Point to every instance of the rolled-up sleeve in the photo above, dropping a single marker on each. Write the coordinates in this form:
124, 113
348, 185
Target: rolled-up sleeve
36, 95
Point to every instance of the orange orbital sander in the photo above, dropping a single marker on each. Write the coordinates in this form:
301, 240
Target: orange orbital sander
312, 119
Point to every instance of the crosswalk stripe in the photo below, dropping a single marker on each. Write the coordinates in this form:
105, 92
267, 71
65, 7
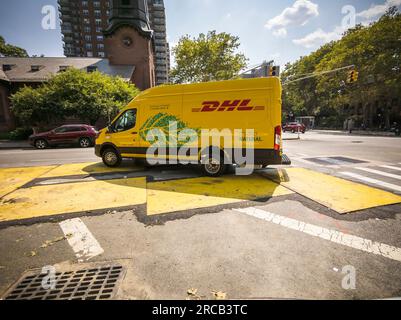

====

__GOAL OF THE EXERCISE__.
Rewrite all of the records above with every "instance" switched to "occurrence" and nothing else altered. Leave the pictures out.

__SOLUTION FOR THIS PROBLEM__.
Point to every occurrence of the rolled-up sleeve in the photo above, dropping a single marker on each. Write the coordinates in this form:
124, 113
348, 185
Target: rolled-up sleeve
36, 95
Point to every occurrence of the orange orbital sander in the photo above, dropping a single marker on each. Write the coordinates in this form:
301, 240
Target: orange orbital sander
312, 119
Point to every occurrence of the crosswalk stripe in the photo below, dropping a single marker on each. Write the coordinates in this form:
105, 92
267, 71
65, 7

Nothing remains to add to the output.